### What to do
Arrange every line of the material below as a Markdown table with the columns "No." and "Line", numbering the rows and skipping blank lines. Omit the pictures.

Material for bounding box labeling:
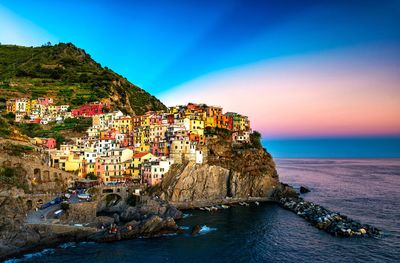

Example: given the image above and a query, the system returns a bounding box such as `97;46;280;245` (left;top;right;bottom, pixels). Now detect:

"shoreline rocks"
300;186;310;194
276;184;382;237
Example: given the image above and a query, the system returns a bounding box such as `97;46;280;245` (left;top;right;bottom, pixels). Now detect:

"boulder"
300;186;310;194
191;225;201;236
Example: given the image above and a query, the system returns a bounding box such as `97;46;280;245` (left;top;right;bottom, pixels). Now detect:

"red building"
71;102;110;117
42;138;57;149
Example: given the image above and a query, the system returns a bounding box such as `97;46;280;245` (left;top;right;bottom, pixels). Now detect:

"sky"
0;0;400;157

### Response to the exercise
| No. | Line |
|---|---|
| 1 | Example: given the image above and a query, the system returns a bounding box such as `97;46;280;245` (left;top;right;bottom, pixels). Now detect: |
| 2 | "shoreline rocks" |
| 3 | 300;186;310;194 |
| 4 | 276;184;382;237 |
| 5 | Example: given the image above and a query, the system returns a bounding box such as `97;46;280;245` (left;top;right;bottom, pixels). Now detect: |
| 6 | "boulder" |
| 7 | 300;186;310;194 |
| 8 | 191;225;201;236 |
| 9 | Example: given the image above and a query, the system returns a bounding box such as `97;46;280;245` (left;top;right;bottom, pixels). Now detect: |
| 10 | "red building" |
| 11 | 71;102;110;117 |
| 12 | 42;138;57;149 |
| 13 | Example: given the image above and a query, the system returns a bounding box such as `97;46;280;245` (left;top;right;bottom, pixels). Now detect: |
| 14 | "sky" |
| 15 | 0;0;400;157 |